**Énoncé 1:** Transcrivez le passage du texte sur le tabagisme allant de « La ministre a précisé » jusqu'à « la santé (Inpes). » inclus.
**Énoncé 2:**
Répondez à ces questions d'après le texte sur le tabagisme :
(a) Quelle part de fumeurs compte-t-on chez les 15-75 ans en 2010 ?
(b) À quel taux est passée la consommation de tabac chez les femmes ?
(c) Quel pourcentage de fumeurs recense-t-on chez les personnes non diplômées ?

**Texte fourni:**
================================
PARIS — L'interdiction de fumer dans les lieux publics n'y aura rien fait: les fumeurs sont plus nombreux qu'il y a cinq ans, une évolution qui s'expliquerait en partie par la crise économique, selon la ministre de la Santé Roselyne Bachelot.
La ministre a précisé lundi sur RMC que la consommation de tabac avait "augmenté de 2 points" entre 2005 et 2010, 1,8% précisément. On est passé de 26,9% de fumeurs chez les 15-75 ans à 28,7%, selon les tout premiers chiffres du dernier baromètre santé de l'Institut de prévention et d'éducation pour la santé (Inpes).
La ministre a expliqué cette augmentation par "un double effet": l'augmentation de la consommation chez les femmes (passée de 23 à 25,7%), alors qu'elle se stabilise chez les hommes (31 à 31,8%), mais aussi "un effet crise".
"Pratiquement 50% des chômeurs sont fumeurs et à l'évidence la crise, l'augmentation du chômage, a eu un effet sur l'augmentation de la consommation du tabac", a déclaré Mme Bachelot.
"L'effet de crise joue un rôle", a reconnu le pneumologue Bertrand Dautzenberg, président de l'Office français de prévention du tabagisme (OFT). "Mais j'observe que tous les pays européens qui sont en crise comme la France diminuent leur consommation de tabac", a-t-il déclaré à l'AFP, plaidant pour une politique de santé publique plus volontariste.
Le tabagisme suit un taux de variation social et socio-culturel, a-t-on expliqué dans l'entourage de la ministre, avec une surconsommation chez les chômeurs. Un chômeur sur deux (49,6%) fume quotidiennement en 2010 contre 43,5% en 2005. Le nombre de chômeurs ayant augmenté avec la crise économique, la consommation de tabac a augmenté mécaniquement.
Le niveau de diplôme entre aussi en ligne de compte : on recense 32,8% de fumeurs chez les personnes non diplômées, contre 18,5% à partir de bac +5.
"Je me rapproche de Pôle Emploi pour qu'il y ait une action spécifique qui soit menée auprès des chômeurs", a annoncé Mme Bachelot. Il s'agit de nouer des partenariats pour initier des actions de terrain, plus efficaces pour sensibiliser les personnes vulnérables que les grandes campagnes nationales, a-t-on précisé au ministère de la Santé.
================================
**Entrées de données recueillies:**
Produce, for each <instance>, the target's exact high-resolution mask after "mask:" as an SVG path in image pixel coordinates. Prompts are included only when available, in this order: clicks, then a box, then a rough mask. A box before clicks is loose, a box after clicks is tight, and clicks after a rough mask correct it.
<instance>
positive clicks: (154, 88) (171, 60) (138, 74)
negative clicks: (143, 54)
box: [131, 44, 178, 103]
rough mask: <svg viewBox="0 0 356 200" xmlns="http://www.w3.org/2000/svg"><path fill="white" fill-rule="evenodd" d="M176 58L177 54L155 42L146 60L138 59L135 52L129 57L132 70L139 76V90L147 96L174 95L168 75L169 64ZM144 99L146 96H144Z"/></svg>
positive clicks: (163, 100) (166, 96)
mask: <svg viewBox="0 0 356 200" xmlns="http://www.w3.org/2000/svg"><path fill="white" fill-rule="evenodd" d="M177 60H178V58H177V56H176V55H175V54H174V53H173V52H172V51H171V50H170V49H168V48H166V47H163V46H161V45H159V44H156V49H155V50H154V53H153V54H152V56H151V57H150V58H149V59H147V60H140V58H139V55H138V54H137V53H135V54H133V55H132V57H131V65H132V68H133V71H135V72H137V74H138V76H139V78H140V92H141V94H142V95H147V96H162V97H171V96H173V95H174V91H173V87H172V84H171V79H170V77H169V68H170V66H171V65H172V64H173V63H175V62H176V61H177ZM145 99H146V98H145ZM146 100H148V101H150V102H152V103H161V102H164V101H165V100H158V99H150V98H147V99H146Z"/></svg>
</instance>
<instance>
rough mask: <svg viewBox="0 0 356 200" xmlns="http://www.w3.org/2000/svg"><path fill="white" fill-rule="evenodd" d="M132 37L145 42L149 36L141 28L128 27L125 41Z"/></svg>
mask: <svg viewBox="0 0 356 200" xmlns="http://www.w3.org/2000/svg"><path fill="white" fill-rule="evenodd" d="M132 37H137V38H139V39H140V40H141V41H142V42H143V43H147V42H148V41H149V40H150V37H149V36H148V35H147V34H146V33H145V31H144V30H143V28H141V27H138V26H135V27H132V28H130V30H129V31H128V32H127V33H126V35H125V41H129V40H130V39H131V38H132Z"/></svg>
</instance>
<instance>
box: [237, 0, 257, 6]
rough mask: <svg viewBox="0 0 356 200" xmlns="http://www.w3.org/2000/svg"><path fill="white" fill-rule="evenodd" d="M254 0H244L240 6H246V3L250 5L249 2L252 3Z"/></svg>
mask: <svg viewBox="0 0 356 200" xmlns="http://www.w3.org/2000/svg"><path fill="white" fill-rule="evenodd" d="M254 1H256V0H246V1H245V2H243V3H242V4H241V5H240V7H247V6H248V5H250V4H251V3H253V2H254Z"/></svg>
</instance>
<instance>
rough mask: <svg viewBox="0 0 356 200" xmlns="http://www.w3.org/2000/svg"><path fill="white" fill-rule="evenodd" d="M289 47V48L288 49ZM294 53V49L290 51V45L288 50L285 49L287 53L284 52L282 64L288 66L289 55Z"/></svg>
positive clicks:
================================
**Corrigé détaillé 1:**
La ministre a précisé lundi sur RMC que la consommation de tabac avait "augmenté de 2 points" entre 2005 et 2010, 1,8% précisément. On est passé de 26,9% de fumeurs chez les 15-75 ans à 28,7%, selon les tout premiers chiffres du dernier baromètre santé de l'Institut de prévention et d'éducation pour la santé (Inpes).

**Corrigé détaillé 2:**
(a) 28,7 %.
(b) 25,7 %.
(c) 32,8 %.